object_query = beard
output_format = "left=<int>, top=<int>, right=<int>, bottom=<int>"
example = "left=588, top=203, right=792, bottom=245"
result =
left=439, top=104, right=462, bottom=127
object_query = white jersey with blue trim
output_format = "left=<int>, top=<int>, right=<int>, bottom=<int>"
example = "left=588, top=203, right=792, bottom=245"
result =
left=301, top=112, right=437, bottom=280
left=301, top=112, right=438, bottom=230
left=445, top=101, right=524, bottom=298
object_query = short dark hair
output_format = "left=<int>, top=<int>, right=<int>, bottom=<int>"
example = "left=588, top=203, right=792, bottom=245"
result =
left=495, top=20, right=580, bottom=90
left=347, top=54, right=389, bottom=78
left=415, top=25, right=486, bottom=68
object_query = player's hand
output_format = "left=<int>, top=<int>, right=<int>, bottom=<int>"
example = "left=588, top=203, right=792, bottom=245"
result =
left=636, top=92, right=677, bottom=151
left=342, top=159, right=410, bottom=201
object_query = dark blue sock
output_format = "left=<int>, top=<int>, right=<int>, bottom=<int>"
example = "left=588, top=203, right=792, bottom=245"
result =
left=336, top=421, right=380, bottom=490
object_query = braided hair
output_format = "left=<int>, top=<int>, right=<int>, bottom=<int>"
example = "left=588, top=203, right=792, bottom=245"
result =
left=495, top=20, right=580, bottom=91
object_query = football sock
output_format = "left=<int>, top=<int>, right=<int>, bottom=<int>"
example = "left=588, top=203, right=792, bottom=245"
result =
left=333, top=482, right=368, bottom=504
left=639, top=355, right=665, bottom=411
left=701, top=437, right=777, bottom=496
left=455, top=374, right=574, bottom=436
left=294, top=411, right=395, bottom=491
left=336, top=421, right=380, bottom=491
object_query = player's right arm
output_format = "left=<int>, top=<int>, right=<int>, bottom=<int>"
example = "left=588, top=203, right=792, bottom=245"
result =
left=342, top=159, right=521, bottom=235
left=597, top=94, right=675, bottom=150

------------------------------------

◆ What this task involves ◆
Present all of the data above as a numbered list, omitting any blank lines.

◆ Exercise output ◆
1. object_query = beard
2. output_format = "left=<int>, top=<int>, right=<int>, bottom=<int>"
3. example = "left=588, top=203, right=792, bottom=245"
4. result =
5. left=439, top=104, right=462, bottom=127
6. object_query = white jersey with blue trim
7. output_format = "left=<int>, top=<int>, right=<int>, bottom=<int>"
8. example = "left=588, top=203, right=792, bottom=245"
9. result =
10. left=301, top=112, right=437, bottom=280
11. left=301, top=112, right=438, bottom=230
12. left=445, top=101, right=524, bottom=298
13. object_query = short dark hair
14. output_format = "left=<int>, top=<int>, right=<int>, bottom=<int>"
15. example = "left=588, top=203, right=792, bottom=245"
16. result =
17. left=495, top=20, right=580, bottom=90
18. left=347, top=54, right=389, bottom=78
19. left=415, top=25, right=486, bottom=68
20. object_query = player's hand
21. output_format = "left=<int>, top=<int>, right=<int>, bottom=<int>"
22. example = "left=588, top=203, right=792, bottom=245"
23. result =
24. left=636, top=92, right=677, bottom=151
25. left=342, top=159, right=410, bottom=201
26. object_query = dark blue sock
27. output_format = "left=<int>, top=<int>, right=<int>, bottom=<int>"
28. example = "left=588, top=203, right=792, bottom=245"
29. result =
30. left=336, top=421, right=380, bottom=490
31. object_query = braided hair
32. output_format = "left=<int>, top=<int>, right=<int>, bottom=<int>"
33. example = "left=588, top=203, right=792, bottom=245"
34. result =
35. left=495, top=20, right=580, bottom=91
36. object_query = football sock
37. output_format = "left=<int>, top=<int>, right=<int>, bottom=<int>"
38. example = "left=588, top=203, right=792, bottom=245"
39. result =
40. left=333, top=482, right=368, bottom=504
41. left=639, top=355, right=665, bottom=411
42. left=701, top=437, right=777, bottom=496
43. left=455, top=374, right=574, bottom=436
44. left=294, top=411, right=395, bottom=491
45. left=336, top=421, right=380, bottom=491
46. object_query = player's right arm
47. output_format = "left=<int>, top=<int>, right=<int>, bottom=<int>"
48. example = "left=588, top=203, right=792, bottom=245"
49. result =
50. left=342, top=159, right=521, bottom=235
51. left=597, top=94, right=675, bottom=150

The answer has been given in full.